• **Task to carry out**: In the rows below, how many lines include the word "dark"? Reply with the number only.

* start Dataset entries *

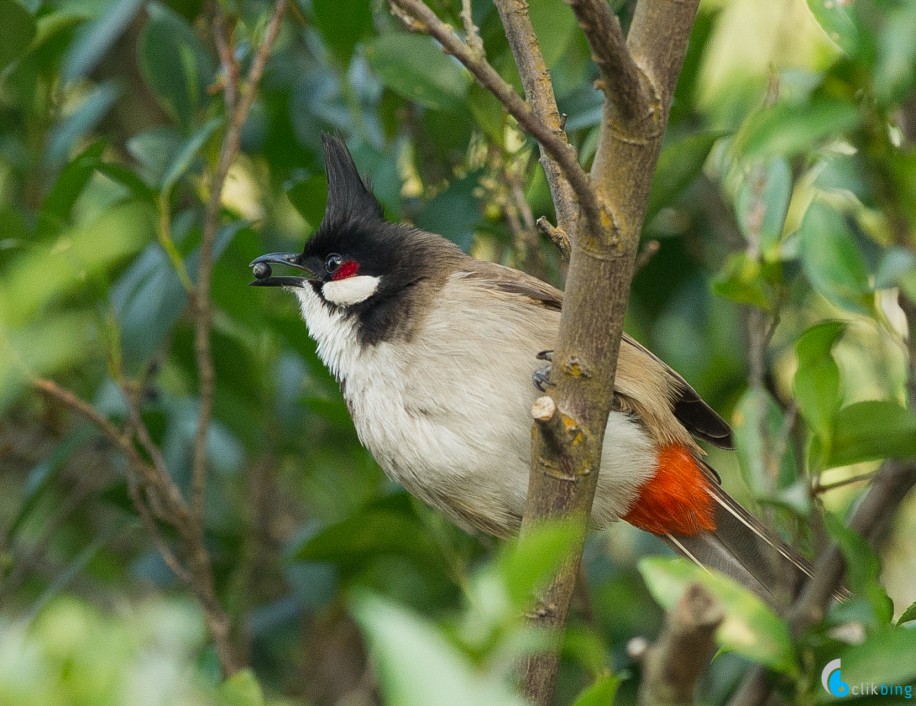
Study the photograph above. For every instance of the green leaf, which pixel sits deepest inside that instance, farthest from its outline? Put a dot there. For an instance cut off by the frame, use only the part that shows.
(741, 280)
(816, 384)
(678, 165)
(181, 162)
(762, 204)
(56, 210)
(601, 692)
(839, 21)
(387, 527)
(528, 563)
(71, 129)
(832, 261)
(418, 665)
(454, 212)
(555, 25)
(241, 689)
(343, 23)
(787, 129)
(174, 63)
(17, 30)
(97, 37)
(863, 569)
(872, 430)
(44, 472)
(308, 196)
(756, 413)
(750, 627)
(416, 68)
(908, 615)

* end Dataset entries *
* start Dataset entries *

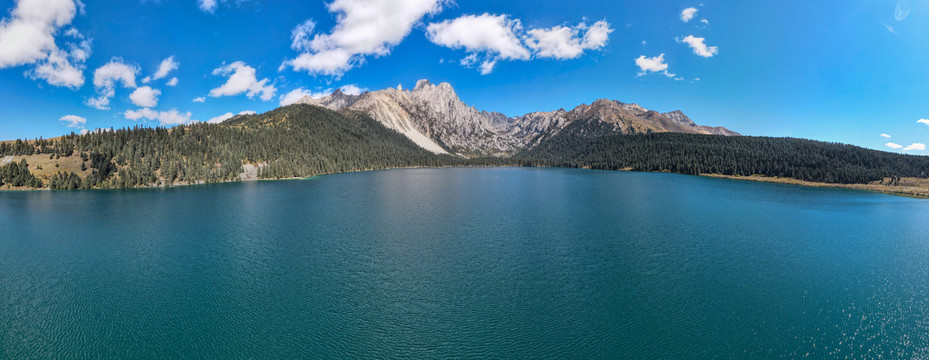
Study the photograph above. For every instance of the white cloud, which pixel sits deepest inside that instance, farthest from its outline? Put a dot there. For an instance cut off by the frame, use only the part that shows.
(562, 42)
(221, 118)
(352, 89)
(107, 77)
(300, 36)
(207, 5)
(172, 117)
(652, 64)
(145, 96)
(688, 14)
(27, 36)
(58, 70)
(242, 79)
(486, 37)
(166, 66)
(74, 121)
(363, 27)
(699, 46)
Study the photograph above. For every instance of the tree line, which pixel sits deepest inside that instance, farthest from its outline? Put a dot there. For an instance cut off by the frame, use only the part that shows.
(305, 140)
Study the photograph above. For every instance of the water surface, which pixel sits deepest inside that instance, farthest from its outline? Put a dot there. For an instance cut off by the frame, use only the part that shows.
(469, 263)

* end Dataset entries *
* start Dataset entries *

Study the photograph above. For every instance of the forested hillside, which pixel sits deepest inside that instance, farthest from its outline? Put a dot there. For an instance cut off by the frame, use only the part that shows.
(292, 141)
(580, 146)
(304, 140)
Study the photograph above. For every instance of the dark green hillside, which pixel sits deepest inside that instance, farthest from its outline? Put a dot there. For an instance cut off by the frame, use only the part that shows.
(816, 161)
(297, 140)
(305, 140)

* end Dataset entries *

• **Task answer**: 1